- _REQUIRED TASK_:
Extract every line in the entries below that contains the string "sprout". Case counts.

┄┄┄┄┄┄

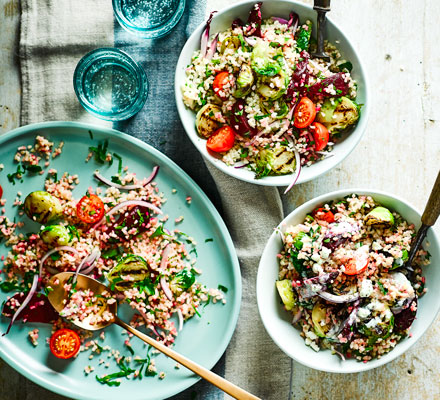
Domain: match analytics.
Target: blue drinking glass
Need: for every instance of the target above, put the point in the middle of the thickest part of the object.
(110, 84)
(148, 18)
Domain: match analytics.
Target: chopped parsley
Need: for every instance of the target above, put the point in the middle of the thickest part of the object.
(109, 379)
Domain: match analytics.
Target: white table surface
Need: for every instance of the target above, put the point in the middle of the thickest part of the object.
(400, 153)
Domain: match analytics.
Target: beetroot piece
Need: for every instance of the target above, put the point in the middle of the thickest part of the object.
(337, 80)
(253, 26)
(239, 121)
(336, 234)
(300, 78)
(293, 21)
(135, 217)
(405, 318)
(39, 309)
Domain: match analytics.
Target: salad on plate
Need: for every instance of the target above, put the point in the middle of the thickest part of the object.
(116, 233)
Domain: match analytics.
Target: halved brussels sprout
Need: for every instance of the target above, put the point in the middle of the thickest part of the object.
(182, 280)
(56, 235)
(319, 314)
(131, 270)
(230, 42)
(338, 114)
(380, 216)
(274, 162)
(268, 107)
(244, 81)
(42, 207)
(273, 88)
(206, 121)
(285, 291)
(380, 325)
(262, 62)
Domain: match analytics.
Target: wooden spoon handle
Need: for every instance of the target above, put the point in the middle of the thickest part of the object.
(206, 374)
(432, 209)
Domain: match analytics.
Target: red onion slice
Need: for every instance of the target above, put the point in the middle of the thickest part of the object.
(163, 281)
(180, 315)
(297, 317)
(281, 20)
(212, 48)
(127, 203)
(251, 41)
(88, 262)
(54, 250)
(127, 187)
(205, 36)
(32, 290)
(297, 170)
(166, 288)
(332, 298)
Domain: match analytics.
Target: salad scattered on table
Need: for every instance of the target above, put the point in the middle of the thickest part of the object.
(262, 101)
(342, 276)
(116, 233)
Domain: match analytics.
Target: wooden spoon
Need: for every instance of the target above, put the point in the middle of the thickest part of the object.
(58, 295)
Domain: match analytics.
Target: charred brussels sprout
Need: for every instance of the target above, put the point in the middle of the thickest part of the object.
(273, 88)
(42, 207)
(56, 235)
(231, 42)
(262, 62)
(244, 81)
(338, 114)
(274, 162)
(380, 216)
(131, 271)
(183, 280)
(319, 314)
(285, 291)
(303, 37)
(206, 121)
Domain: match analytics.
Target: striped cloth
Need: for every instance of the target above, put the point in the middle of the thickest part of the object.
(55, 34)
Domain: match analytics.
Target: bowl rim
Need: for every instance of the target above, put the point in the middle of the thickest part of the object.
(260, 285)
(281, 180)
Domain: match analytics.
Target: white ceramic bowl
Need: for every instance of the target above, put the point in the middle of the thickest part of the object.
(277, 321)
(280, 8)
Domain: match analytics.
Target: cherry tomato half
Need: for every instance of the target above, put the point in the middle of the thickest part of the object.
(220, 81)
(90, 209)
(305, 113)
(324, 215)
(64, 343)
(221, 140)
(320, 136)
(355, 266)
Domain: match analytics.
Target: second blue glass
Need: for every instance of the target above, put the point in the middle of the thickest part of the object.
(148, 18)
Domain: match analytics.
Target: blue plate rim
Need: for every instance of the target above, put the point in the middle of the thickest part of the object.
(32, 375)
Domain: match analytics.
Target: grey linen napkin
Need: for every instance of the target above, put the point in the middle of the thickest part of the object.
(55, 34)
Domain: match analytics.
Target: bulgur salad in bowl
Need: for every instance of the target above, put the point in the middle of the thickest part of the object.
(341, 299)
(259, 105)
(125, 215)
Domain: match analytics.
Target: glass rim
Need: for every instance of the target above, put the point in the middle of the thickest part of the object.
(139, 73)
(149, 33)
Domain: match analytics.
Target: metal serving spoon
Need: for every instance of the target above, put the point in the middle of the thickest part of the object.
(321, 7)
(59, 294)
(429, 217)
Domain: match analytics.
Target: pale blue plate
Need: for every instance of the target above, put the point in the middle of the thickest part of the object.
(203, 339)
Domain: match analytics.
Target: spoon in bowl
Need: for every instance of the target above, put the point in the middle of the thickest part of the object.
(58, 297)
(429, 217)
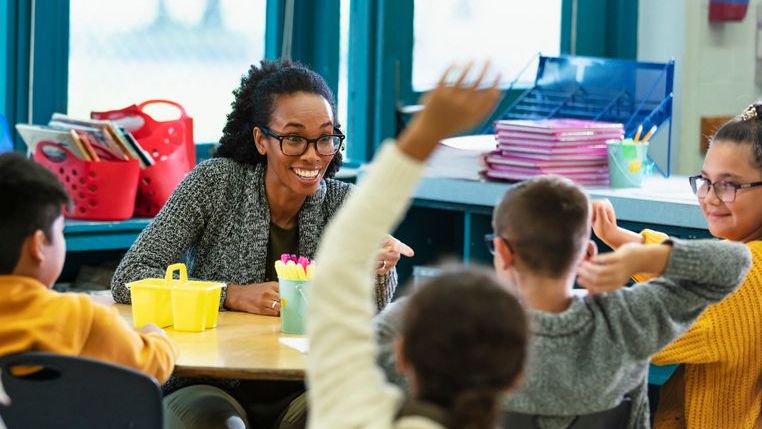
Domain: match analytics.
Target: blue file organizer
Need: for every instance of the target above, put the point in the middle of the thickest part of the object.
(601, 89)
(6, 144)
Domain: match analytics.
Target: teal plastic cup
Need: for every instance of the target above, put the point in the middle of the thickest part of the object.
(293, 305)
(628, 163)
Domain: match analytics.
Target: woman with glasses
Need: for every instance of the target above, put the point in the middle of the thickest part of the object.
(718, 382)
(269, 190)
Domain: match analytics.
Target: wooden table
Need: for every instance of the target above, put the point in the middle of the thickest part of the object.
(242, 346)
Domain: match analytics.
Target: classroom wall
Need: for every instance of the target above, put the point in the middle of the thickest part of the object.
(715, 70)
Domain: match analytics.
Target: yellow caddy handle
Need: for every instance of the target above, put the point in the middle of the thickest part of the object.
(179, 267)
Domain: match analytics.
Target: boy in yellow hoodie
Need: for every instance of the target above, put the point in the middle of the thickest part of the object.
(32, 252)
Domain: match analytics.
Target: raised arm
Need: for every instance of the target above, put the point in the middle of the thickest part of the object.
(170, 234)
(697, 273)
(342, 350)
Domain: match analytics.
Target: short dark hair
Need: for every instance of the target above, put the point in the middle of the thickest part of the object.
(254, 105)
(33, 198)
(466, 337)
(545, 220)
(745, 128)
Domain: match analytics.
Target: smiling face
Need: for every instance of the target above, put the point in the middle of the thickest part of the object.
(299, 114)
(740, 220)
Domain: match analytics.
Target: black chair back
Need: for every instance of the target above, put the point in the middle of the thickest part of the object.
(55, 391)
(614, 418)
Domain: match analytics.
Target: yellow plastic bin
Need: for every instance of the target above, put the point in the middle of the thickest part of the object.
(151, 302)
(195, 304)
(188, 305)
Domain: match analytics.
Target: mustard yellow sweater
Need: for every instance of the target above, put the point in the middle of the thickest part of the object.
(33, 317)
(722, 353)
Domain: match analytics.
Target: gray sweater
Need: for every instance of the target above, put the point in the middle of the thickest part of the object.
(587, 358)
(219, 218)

┄┄┄┄┄┄

- _EXERCISE SOLUTION_:
Target: halved brussels sprout
Target: charred brussels sprout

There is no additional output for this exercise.